◆ **PASSAGE TO READ**:
Daily Log — 12 May 2026
Today was a heavy context-switching day. I moved between product work, server setup, and tooling exploration without much separation between them — and I noticed that by the evening I was spending more time on shallow tasks (checking things, verifying states) than deep work.
What I actually did
Most of the day was split across a couple of active projects and some server/infrastructure work. I also spent time on SSH sessions that didn’t go smoothly — passphrase issues, slow connections, a VPS that was sluggish. That kind of friction came up more than once today and probably cost more time than it should have.
In the evening I explored Claude’s new Agent View feature, which got me thinking about how I’m structuring agentic workflows and whether I’m getting the most out of them.
What I noticed
Context switching has a cost I keep underestimating. Jumping between product work and infrastructure in the same session means neither gets full attention. I’d be better off batching server/ops work separately from product thinking.

◆ **ACTIVITY LIST**:
1) Write out everything in the daily log from "What I actually" down to "it should have.".
2) Continue the daily log after its last sentence, keeping its first-person voice.

◆ **GIVEN RECORDS**:
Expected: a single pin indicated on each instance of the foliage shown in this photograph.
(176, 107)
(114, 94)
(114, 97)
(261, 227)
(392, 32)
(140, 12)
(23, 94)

◆ **OUTPUTS FOR THE TASKS**:
1)
What I actually did
Most of the day was split across a couple of active projects and some server/infrastructure work. I also spent time on SSH sessions that didn’t go smoothly — passphrase issues, slow connections, a VPS that was sluggish. That kind of friction came up more than once today and probably cost more time than it should have.

2)
SSH friction is a recurring tax. This isn’t the first time I’ve hit passphrase or connection issues mid-session. It’s worth investing an hour to sort out SSH config properly (agent forwarding, keychain, Tailscale defaults) so it stops interrupting flow.
I mix modes too freely. Today I was doing creative/product work, debugging, infrastructure setup, and tooling research in the same few hours. Each requires a different headspace. The days where I feel most productive are when I’ve picked a mode and stayed in it.
Curiosity about agentic tooling is growing. I keep gravitating toward exploring how agents can take on more of the repetitive checking/verifying work. The Agent View exploration today felt like part of a longer thread I should pay more attention to.
One thing to carry forward
Before starting a session, decide if it’s a product session or an ops session. Don’t let them bleed into each other.